## TEXTO APRESENTADO

Concluiu o Tribunal no sentido de que estariam verificados os quatro testes em que se desdobra o princípio da proteção da confiança, considerando que na base da Lei n.º 24/2010 estaria uma discordância essencialmente “política”, e que, na sequência do diploma de 2008, o particular passara a ser titular de um direito contratualmente fundado50. A confiança deste seria, então, legítima, justificada e fundada em boas razões, sobrevivendo incólume quer aos pedidos de apreciação parlamentar, quer ao relatório do Tribunal de Contas.

Na declaração de voto aposta à decisão, a Conselheira Maria Lúcia Amaral chamou a atenção para dois pontos nevrálgico (os itálicos são nossos):51



    “Não pode ser relegado para o domínio dos dados constitucionalmente irrelevantes o facto de o particular ter aceite celebrar a modificação do contrato – que o investiu na posição jurídico-subjetiva cuja especial densidade e natureza agora se invoca – num momento em que ainda desconhecia se o diploma legislativo que servira de base legal para a outorga desse mesmo contrato iria perdurar na ordem jurídica (...).
    Ora, de acordo com o Relatório do Tribunal de Contas referido no presente acórdão, o contrato de concessão de serviço público seria congenitamente desequilibrado, pelo facto de o risco do negócio ser transferido em termos não-irrelevantes para o concedente público (...)”.


Este segmento da declaração de voto deve ser entendido na perspetiva de quem considera que não houve, da parte do legislador, usurpação da reserva de administração e correspondente violação do princípio da separação de poderes, inscrito no n.º 1 do artigo 111.º da Constituição. Parece-nos que tal usurpação existiu, mas a fundamentação deste arrazoado extravasa o âmbito material do presente texto.

## INFORMAÇÃO FORNECIDA

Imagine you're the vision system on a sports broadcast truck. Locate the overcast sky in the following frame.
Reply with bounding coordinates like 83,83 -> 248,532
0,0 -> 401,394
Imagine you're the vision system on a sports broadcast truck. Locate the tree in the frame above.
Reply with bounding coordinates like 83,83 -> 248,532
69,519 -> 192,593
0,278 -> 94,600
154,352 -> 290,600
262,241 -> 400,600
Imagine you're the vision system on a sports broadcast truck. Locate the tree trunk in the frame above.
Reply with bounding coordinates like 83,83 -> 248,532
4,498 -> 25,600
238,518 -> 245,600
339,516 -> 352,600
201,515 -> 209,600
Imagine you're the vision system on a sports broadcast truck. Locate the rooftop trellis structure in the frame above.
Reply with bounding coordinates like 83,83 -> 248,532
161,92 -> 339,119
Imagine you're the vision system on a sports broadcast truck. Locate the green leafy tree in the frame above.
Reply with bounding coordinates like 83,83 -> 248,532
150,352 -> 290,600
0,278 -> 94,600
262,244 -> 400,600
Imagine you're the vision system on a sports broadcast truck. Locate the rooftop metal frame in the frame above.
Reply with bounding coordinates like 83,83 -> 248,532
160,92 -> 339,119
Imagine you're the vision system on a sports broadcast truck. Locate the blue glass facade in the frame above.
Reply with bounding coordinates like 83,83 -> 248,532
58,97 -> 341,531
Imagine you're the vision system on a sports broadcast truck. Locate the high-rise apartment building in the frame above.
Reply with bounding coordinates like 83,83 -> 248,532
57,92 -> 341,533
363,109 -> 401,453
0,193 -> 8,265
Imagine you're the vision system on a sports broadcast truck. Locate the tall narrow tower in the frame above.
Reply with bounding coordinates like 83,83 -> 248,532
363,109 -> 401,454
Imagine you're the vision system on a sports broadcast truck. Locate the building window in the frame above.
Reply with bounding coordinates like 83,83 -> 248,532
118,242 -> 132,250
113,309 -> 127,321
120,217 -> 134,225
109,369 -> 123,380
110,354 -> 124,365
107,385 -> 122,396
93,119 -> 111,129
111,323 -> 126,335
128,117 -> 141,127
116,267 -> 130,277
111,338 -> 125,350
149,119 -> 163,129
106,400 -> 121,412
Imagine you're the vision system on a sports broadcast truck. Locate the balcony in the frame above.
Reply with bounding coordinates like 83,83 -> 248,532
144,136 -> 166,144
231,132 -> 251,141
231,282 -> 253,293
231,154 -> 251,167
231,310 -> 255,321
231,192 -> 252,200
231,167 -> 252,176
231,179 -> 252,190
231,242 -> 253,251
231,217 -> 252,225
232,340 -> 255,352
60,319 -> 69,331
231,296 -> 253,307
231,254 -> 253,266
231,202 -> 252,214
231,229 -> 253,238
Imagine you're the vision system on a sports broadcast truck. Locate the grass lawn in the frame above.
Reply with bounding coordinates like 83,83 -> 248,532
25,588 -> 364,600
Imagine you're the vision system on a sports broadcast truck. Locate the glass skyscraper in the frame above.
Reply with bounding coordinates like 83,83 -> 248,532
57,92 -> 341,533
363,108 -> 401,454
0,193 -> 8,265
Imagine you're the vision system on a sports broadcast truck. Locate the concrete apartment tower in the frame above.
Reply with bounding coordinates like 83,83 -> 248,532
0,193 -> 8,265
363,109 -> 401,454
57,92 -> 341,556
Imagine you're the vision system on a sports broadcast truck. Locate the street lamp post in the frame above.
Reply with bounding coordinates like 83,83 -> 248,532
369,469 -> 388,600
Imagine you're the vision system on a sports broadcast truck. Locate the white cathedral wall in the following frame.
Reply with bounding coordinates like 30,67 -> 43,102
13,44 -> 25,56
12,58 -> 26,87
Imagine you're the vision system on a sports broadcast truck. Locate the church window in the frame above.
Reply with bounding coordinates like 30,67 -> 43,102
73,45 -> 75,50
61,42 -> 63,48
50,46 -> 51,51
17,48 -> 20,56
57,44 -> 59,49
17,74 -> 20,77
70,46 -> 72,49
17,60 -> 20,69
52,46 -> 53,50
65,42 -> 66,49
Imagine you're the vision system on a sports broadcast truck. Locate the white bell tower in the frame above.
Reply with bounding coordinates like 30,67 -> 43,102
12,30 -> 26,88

## EXERCÍCIO PROPOSTO
Reescreva o trecho do texto apresentado que abre com as palavras que contêm "Concluiu o Tribunal" e fecha com "Tribunal de Contas.", pondo "concessionário" no lugar de "particular". O material fornecido não é necessário para resolver o exercício.

## RESULTADO DO EXERCÍCIO
Concluiu o Tribunal no sentido de que estariam verificados os quatro testes em que se desdobra o princípio da proteção da confiança, considerando que na base da Lei n.º 24/2010 estaria uma discordância essencialmente “política”, e que, na sequência do diploma de 2008, o concessionário passara a ser titular de um direito contratualmente fundado50. A confiança deste seria, então, legítima, justificada e fundada em boas razões, sobrevivendo incólume quer aos pedidos de apreciação parlamentar, quer ao relatório do Tribunal de Contas.